◆ **Excerpted data**:
- - -

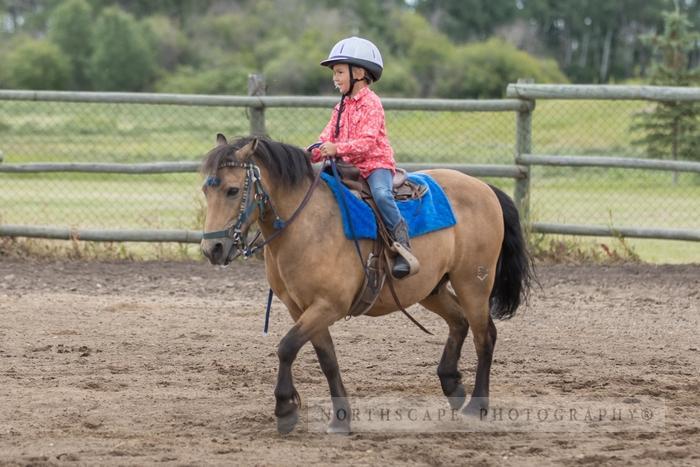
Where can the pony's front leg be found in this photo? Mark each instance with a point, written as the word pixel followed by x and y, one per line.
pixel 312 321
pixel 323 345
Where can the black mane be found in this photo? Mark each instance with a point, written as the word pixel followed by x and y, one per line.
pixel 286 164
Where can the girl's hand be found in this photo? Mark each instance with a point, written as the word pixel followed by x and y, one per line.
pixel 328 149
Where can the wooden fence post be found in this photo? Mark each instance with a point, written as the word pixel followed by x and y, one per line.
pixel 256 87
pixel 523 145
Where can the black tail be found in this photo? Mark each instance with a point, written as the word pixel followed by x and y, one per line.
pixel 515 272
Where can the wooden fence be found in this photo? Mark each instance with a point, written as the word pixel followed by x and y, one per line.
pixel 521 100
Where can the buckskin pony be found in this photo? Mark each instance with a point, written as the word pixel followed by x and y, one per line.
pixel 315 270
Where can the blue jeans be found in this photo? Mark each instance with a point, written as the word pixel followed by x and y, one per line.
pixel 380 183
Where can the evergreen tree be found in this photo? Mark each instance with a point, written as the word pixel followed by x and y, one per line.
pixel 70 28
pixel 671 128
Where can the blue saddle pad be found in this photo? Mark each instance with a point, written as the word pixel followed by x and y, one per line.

- - -

◆ **Exercise directions**: Output every record verbatim, excluding any picture it contains.

◆ **Answer to this task**:
Where can the pony's front leg be found in this photo? Mark each instance with a point, written as the word pixel followed by x and y, one per line.
pixel 312 321
pixel 323 345
Where can the black mane be found in this photo? Mark each instance with a point, written as the word pixel followed by x and y, one per line.
pixel 286 164
Where can the girl's hand be found in this photo? Mark each instance with a point, written as the word pixel followed by x and y, one per line.
pixel 328 149
Where can the wooden fence post be found in this photo? Mark each instance with a point, written as the word pixel followed by x and y, one per line.
pixel 256 87
pixel 523 145
Where can the black tail be found in this photo? Mark each instance with a point, written as the word pixel followed by x and y, one per line.
pixel 515 272
Where can the wooden fence be found in this photo? Mark each instance with a point, written as the word pixel followed by x and y, one per line.
pixel 521 100
Where can the buckskin pony be found in this photo? Mark each instance with a point, written as the word pixel followed by x and y, one per line.
pixel 315 270
Where can the blue jeans be found in this photo? Mark each instance with a point, written as the word pixel followed by x and y, one per line.
pixel 380 183
Where can the evergreen tree be found in this photo? Mark each instance with a point, written as the word pixel followed by x and y, one per line.
pixel 70 28
pixel 671 128
Where can the blue saddle pad be found in this photo? Mark each instance with a point, written as the word pixel followed by x and y, one per line.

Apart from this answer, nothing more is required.